=== GOAL ===
Reproduce each of the entries below word for word, keeping every line unchanged.

=== RECORDS ===

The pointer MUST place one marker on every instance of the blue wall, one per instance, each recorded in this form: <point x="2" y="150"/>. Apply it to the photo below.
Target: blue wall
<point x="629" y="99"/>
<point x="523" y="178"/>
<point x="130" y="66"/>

=== WRITTEN RESPONSE ===
The pointer MUST place one marker on every instance of the blue wall, one per instance, each recorded in this form: <point x="2" y="150"/>. Apply it to the photo below.
Target: blue wall
<point x="629" y="99"/>
<point x="523" y="178"/>
<point x="130" y="66"/>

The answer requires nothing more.